**Excerpted text:**

++++++++

The Van Cortland was completed in 1913 and the first residents had taken up occupancy by the 1913-1914 winter season. In addition to the eleven residents listed in the 1914 Blue Book (with the building called the Van Courtland), twenty-four doctors also were shown as maintaining their offices there.
On June 1, 1914, 520 Beacon was purchased from Frederick Johnston by Lydia (Wright) Pearson Story Redfield, the wife of Tyler Longstreet Redfield. He was co-owner of a printing company in New York and published the monthly publication, Newspaperdom. They lived in Greenwich, Connecticut.
The June 3, 1914, Boston Globe article on the sale commented: “The property, which was erected by Mr. Johnston about a year ago, comprises a large six-story building constructed of light sandstone, containing modern apartments, and several doctor’s offices, and is one of the most complete structures of its kind in the Back Bay. The sale of the Van Cortland is of considerable importance. Mr. Johnston erected the building for a permanent investment. He laid great stress on the interior arrangement by affording plenty of light and air.”
On October 13, 1923, 520 Beacon was acquired from Lydia Redfield by Cora B. (Jenks) Warner, the wife of Frederick W. Warner, a civil engineer. They lived in Newton.
By the mid-1920s, 520 Beacon appears to have become primarily medical offices.
On September 1, 1928, Cora Warner transferred 520 Beacon to her husband, and on the same day it was acquired from him by Somerset Associates, Inc. (Robert J. Hamilton, president). The transaction was reported in the Boston Globe on September 16, 1928, noting the “it is one of the most modern buildings of its kind in the city, being devoted exclusively to physicians, dentists, and other professional people. It contains 350 modern rooms.”

++++++++

**Referring expression pointing data:**
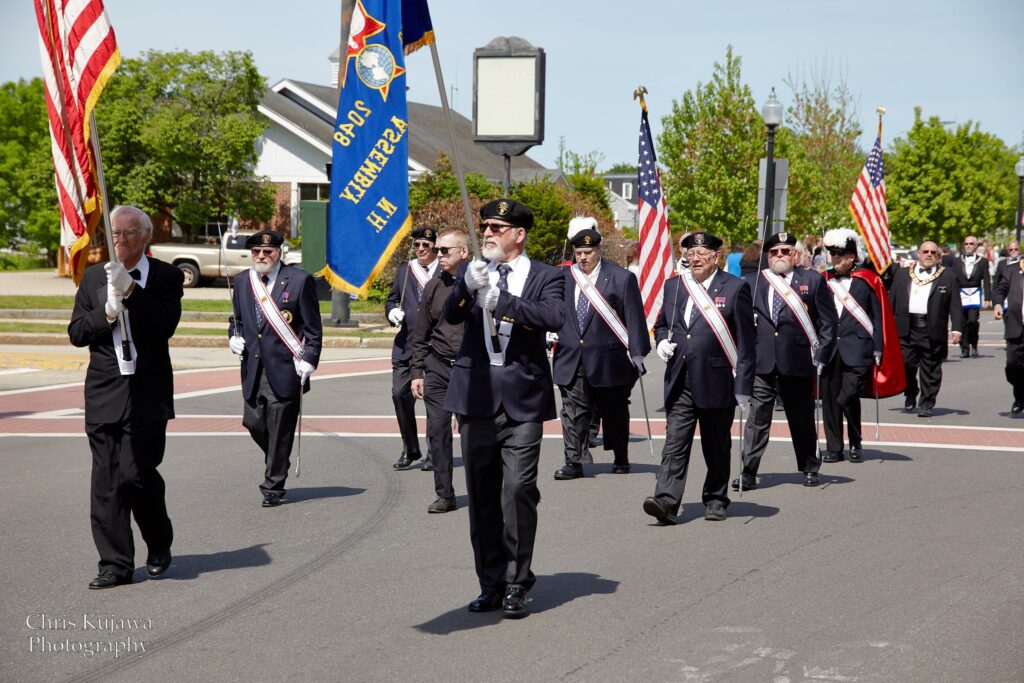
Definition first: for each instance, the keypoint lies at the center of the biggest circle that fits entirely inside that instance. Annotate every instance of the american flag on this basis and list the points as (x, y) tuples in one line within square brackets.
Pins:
[(868, 208), (655, 252), (79, 53)]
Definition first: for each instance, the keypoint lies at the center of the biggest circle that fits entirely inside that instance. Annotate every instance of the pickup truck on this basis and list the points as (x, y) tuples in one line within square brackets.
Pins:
[(223, 260)]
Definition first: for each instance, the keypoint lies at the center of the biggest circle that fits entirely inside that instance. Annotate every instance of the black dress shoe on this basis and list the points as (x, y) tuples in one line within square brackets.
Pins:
[(108, 579), (486, 602), (157, 563), (658, 511), (715, 511), (406, 461), (750, 483), (568, 471), (514, 604)]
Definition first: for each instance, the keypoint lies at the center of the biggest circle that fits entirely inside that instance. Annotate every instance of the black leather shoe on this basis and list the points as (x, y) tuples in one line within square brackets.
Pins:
[(658, 511), (157, 563), (442, 505), (715, 511), (406, 461), (514, 604), (569, 471), (750, 483), (108, 579), (485, 602)]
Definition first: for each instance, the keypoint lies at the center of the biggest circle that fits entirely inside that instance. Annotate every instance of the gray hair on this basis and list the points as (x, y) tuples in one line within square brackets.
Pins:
[(142, 220)]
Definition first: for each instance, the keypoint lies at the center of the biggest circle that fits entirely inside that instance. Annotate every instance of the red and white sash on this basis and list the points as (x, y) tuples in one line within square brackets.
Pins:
[(852, 306), (273, 316), (796, 305), (713, 316), (600, 305)]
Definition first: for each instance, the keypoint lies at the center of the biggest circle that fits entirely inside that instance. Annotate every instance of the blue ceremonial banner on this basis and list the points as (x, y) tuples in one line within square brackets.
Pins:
[(369, 211)]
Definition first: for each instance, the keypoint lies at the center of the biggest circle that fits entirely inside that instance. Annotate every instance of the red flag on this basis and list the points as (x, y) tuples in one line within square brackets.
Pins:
[(79, 53)]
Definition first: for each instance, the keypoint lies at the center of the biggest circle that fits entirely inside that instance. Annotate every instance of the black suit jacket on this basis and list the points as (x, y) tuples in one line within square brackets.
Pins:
[(699, 363), (402, 348), (943, 304), (522, 386), (295, 296), (784, 346), (605, 360), (154, 312), (1009, 290)]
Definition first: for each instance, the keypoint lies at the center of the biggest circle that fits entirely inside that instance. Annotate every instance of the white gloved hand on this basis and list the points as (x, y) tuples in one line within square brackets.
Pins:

++++++++

**What the exercise asks:** Please summarize the text on the Van Cortland at 520 Beacon above the listing in three sentences.

**Exercise output:** The Van Cortland at 520 Beacon, erected by Frederick Johnston and completed in 1913, housed residents and many doctors' offices, and the Boston Globe called it one of the most complete structures of its kind in the Back Bay. Lydia Redfield bought it in 1914, and Cora B. Warner acquired it from her in 1923; by the mid-1920s it appears to have become primarily medical offices. On September 1, 1928, Cora Warner transferred it to her husband, who sold it that same day to Somerset Associates, Inc.